*BRANO SCELTO*:

■ ■ ■

La storia di un artista eclettico che non fu solo pittore, ma anche incisore, illustratore, disegnatore di abiti di moda e di tessuti.
Le sale di Palazzo Cipolla a Roma hanno ospitato la più grande mostra italiana del pittore Raoul Dufy, uno dei grandi maestri dell’arte moderna, con una selezione di dipinti, xilografie, tessuti e ceramiche, che mettono in risalto gli elementi chiave dello stile del pittore francese.
Il percorso ha voluto raccontare l’evoluzione stilistica dell’artista, ripercorrendo le tappe della sua vita, caratterizzata da un desiderio di modernità che adotta non solo nella pittura, ma anche in tutte le altre arti visive e decorative, rendendolo un personaggio affascinante e poliedrico.
Raoul Dufy nacque nel 1877 a Le Havre, una città portuale in Francia. Sin da adolescente, si appassiona al mondo dell’arte e decide di studiare all'École des Beaux-Arts, dove viene a contatto con artisti del calibro di George Braque e Claude Monet. Si avvicina all'impressionismo, il movimento artistico che puntava a catturare le fuggevoli “impressioni” della vita quotidiana. Durante il suo primo periodo artistico, Dufy utilizzò soprattutto l'acquerello, e si ispirò ai paesaggi normanni e ai paesaggi marini da dove proveniva, lavorando sulla luce e sulla brillantezza dei colori.

■ ■ ■

*ISTRUZIONI OPERATIVE*:
**1.** Indica se le affermazioni seguenti concordano con il brano su Raoul Dufy. Per ciascuna rispondi sì o no, citando testualmente le parole decisive. (a) Dufy nacque a Le Havre nel 1877. (b) Nel suo primo periodo artistico Dufy usò soprattutto la pittura a olio. (c) La mostra a Palazzo Cipolla comprendeva anche ceramiche.
**2.** Nel brano su Raoul Dufy, sostituisci "mostra" con "esposizione" nella parte che si apre con le parole contenenti "Le sale di Palazzo" e si chiude con "affascinante e poliedrico.", quindi riporta il passo modificato.
**3.** Prosegui il brano su Raoul Dufy a partire dall'ultima frase riportata.
Le righe successive costituiscono materiale a sé, distinto dal brano.

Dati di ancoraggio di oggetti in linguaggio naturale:
■ ■ ■

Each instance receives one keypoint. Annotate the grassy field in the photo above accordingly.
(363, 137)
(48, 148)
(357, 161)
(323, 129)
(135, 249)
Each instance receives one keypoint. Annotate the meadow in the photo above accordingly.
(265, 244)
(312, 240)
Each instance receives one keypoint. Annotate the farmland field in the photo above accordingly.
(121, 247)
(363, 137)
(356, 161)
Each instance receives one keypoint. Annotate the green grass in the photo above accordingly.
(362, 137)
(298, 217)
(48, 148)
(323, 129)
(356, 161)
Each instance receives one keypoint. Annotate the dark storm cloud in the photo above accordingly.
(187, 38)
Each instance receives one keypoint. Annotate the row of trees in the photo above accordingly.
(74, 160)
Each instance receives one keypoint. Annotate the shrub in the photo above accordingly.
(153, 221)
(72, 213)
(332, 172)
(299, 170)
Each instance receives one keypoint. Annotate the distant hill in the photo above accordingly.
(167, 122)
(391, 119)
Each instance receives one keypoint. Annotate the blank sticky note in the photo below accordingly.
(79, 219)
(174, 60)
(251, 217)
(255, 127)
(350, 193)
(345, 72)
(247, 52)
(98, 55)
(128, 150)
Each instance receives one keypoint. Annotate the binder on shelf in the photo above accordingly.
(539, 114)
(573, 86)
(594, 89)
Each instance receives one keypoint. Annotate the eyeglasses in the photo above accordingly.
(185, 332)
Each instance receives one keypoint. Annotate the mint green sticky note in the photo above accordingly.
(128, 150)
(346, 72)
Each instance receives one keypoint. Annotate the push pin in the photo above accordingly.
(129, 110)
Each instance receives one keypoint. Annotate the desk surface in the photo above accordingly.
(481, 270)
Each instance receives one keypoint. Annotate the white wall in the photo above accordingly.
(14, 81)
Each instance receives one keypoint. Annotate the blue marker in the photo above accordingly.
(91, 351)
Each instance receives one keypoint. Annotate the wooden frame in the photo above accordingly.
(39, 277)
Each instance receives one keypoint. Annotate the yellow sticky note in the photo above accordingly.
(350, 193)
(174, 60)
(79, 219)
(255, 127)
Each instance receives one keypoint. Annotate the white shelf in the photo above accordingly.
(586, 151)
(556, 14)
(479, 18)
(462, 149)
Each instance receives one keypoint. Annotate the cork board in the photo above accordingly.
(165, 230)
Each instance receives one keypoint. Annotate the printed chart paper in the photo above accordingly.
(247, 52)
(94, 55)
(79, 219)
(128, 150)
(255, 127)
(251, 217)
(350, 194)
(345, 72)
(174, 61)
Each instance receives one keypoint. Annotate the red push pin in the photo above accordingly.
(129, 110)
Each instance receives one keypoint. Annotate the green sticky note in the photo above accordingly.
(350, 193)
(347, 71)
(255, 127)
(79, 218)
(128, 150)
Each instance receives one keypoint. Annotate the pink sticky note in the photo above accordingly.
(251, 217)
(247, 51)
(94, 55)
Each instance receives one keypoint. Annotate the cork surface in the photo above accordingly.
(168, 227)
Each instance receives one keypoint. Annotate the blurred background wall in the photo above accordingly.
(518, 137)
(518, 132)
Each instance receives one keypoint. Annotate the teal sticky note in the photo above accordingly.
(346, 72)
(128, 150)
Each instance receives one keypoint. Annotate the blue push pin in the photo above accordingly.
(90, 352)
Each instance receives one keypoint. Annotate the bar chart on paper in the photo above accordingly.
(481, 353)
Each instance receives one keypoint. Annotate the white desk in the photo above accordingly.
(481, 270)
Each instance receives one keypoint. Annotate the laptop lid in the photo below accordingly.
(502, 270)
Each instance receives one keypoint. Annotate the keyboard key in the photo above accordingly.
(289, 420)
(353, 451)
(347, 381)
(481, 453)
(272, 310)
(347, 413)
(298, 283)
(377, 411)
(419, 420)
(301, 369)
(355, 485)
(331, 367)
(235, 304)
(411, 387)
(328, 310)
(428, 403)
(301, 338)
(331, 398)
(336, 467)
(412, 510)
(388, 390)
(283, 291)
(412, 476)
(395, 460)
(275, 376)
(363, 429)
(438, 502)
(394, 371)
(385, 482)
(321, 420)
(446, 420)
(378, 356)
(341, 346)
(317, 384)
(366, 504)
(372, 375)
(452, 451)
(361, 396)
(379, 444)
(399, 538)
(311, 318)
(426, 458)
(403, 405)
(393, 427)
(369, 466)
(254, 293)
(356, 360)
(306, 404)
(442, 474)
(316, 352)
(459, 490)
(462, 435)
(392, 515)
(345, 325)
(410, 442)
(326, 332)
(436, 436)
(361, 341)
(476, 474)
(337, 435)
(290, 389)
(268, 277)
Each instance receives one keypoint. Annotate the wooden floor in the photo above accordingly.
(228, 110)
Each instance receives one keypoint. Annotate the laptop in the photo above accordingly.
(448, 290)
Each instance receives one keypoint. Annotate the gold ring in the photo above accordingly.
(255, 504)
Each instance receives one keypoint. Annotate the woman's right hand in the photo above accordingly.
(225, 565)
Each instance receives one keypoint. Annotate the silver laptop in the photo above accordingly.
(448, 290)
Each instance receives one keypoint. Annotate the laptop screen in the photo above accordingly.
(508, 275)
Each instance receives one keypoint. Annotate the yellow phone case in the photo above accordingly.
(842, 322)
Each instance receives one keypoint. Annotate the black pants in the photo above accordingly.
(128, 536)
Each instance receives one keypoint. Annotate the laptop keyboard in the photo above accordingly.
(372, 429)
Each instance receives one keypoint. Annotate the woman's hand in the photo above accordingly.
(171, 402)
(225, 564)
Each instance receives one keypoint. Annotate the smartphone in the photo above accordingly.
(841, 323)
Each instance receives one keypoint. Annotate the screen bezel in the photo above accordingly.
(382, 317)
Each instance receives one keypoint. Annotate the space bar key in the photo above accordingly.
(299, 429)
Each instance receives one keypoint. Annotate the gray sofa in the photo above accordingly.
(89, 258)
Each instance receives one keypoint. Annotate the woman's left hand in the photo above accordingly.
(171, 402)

■ ■ ■

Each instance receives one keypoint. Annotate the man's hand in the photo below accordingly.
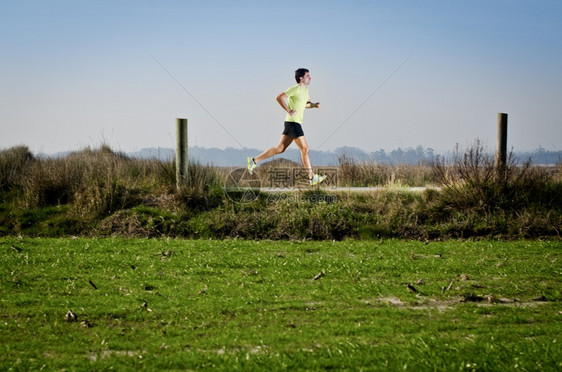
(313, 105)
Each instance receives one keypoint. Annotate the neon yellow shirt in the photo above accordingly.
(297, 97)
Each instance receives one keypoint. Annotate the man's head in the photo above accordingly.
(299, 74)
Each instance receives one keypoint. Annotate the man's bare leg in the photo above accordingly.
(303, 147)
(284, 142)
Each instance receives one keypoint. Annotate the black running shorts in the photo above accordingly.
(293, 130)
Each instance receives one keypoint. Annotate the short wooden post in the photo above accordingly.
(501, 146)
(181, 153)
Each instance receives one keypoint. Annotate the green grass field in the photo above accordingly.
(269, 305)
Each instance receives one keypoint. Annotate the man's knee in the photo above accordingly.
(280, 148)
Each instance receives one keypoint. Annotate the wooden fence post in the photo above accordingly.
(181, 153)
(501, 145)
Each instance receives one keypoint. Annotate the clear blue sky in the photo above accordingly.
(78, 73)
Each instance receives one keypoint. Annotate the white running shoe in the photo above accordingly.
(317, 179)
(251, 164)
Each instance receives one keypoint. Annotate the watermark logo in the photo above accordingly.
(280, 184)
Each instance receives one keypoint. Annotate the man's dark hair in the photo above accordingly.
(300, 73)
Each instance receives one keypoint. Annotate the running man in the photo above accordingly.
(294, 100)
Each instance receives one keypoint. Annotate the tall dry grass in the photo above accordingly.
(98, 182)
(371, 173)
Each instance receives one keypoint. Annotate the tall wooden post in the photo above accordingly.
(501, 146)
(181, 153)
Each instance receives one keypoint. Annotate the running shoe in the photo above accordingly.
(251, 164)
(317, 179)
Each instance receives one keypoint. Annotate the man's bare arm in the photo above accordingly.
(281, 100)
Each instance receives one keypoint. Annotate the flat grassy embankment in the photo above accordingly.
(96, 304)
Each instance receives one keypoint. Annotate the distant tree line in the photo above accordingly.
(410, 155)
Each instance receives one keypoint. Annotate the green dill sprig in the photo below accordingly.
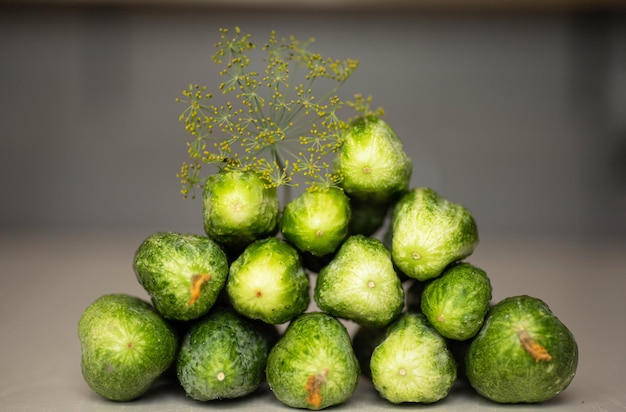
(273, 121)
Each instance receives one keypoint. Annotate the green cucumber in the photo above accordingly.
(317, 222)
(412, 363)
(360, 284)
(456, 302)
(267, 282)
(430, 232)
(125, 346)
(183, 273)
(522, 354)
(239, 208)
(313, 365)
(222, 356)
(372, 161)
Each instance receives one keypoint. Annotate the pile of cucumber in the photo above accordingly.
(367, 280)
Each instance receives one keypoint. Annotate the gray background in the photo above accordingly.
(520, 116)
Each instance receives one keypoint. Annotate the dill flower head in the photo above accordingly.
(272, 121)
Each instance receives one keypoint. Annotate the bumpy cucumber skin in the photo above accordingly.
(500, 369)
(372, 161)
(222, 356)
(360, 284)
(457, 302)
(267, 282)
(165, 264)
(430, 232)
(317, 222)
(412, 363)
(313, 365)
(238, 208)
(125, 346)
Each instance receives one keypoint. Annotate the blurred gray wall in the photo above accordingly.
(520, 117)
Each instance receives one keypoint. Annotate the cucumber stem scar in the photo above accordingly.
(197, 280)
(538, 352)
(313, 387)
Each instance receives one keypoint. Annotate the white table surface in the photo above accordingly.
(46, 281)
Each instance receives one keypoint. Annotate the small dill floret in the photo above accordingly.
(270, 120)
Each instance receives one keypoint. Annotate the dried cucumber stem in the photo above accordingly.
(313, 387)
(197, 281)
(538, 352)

■ ■ ■

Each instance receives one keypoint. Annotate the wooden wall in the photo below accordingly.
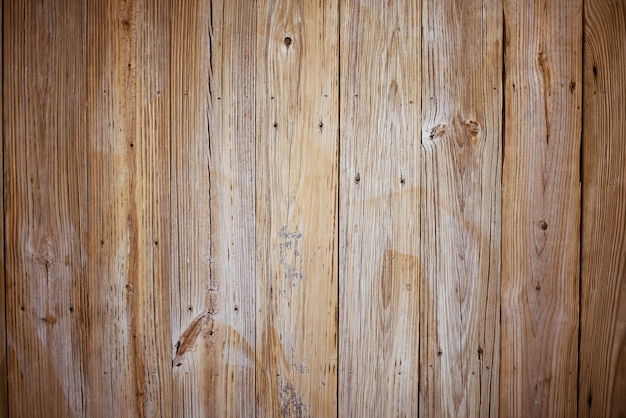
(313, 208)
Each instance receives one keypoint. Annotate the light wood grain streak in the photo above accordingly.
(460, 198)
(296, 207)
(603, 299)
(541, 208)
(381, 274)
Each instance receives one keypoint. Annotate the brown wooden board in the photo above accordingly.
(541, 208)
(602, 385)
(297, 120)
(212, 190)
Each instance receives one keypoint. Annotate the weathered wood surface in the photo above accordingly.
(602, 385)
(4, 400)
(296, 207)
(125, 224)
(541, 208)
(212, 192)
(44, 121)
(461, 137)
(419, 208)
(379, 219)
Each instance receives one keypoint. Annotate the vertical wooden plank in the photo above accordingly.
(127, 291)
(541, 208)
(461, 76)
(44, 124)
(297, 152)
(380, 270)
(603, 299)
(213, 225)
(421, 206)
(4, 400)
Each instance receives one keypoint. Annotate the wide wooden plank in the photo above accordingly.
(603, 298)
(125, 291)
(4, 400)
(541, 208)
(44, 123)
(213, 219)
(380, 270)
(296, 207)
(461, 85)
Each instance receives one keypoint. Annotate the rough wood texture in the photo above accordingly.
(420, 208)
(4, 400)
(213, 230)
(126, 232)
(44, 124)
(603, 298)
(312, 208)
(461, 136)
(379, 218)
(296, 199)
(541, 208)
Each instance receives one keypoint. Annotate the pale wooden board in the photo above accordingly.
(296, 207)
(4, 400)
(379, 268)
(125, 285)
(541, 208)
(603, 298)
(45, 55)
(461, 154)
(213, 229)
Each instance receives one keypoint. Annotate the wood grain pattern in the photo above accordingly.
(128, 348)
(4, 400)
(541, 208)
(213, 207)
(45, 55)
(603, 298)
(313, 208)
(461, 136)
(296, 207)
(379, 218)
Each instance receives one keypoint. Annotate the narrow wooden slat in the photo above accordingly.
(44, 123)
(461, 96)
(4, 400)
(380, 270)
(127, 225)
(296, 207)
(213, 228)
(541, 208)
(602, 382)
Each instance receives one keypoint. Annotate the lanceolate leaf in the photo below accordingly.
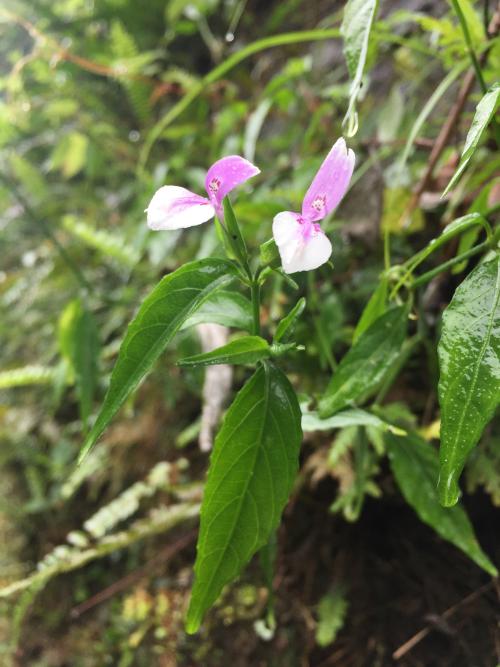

■ ■ ■

*RISPOSTE NUMERATE*:
**1.**
(a) Sì: "Raoul Dufy nacque nel 1877 a Le Havre, una città portuale in Francia."
(b) No: "Durante il suo primo periodo artistico, Dufy utilizzò soprattutto l'acquerello".
(c) Sì: "con una selezione di dipinti, xilografie, tessuti e ceramiche".

**2.**
Le sale di Palazzo Cipolla a Roma hanno ospitato la più grande esposizione italiana del pittore Raoul Dufy, uno dei grandi maestri dell’arte moderna, con una selezione di dipinti, xilografie, tessuti e ceramiche, che mettono in risalto gli elementi chiave dello stile del pittore francese.
Il percorso ha voluto raccontare l’evoluzione stilistica dell’artista, ripercorrendo le tappe della sua vita, caratterizzata da un desiderio di modernità che adotta non solo nella pittura, ma anche in tutte le altre arti visive e decorative, rendendolo un personaggio affascinante e poliedrico.

**3.**
Riguardo al mare il pittore disse che l’artista: “ha un bisogno costante di avere, davanti agli occhi, un certo tipo di luce, una qualità scintillante, una carezza aerea che bagna ciò che vede".
I colori sgargianti e le forme definite, sono stati i protagonisti indiscussi di questa esposizione, che lo hanno fatto conoscere come pittore della gioia, proprio per la vivacità e l’intensità delle sue opere.
La mostra è stata suddivisa in diverse sezioni, partendo dalle tele contaminate dall’ispirazione post-impressionista, in particolare dalle opere di Cezanne, che gli trasmette l’amore per le geometrie e per la creazione di forme attraverso l’utilizzo di colori e volumi intensi. Difatti dopo essere stato ammesso all’École nationale supérieure des Beaux-Arts, si trasferisce a Parigi ed entra nel Salone degli Indipendenti di Cézanne, Guaguin ed Henri de Toulouse-Lautrec.
Questo allontanamento, si evince in particolar modo nelle nature morte, un genere pittorico che permette l’indagine approfondita dell’arte come riscoperta della realtà e delle emozioni, un chiaro sintomo di allontanamento dall’impressionismo che, all’inizio della sua carriera, lo aveva sedotto.
La sua ispirazione deriva da ogni stimolo esterno che la società moderna gli offre: bagnanti, corse con i cavalli, paesaggi e il divertimento mondano.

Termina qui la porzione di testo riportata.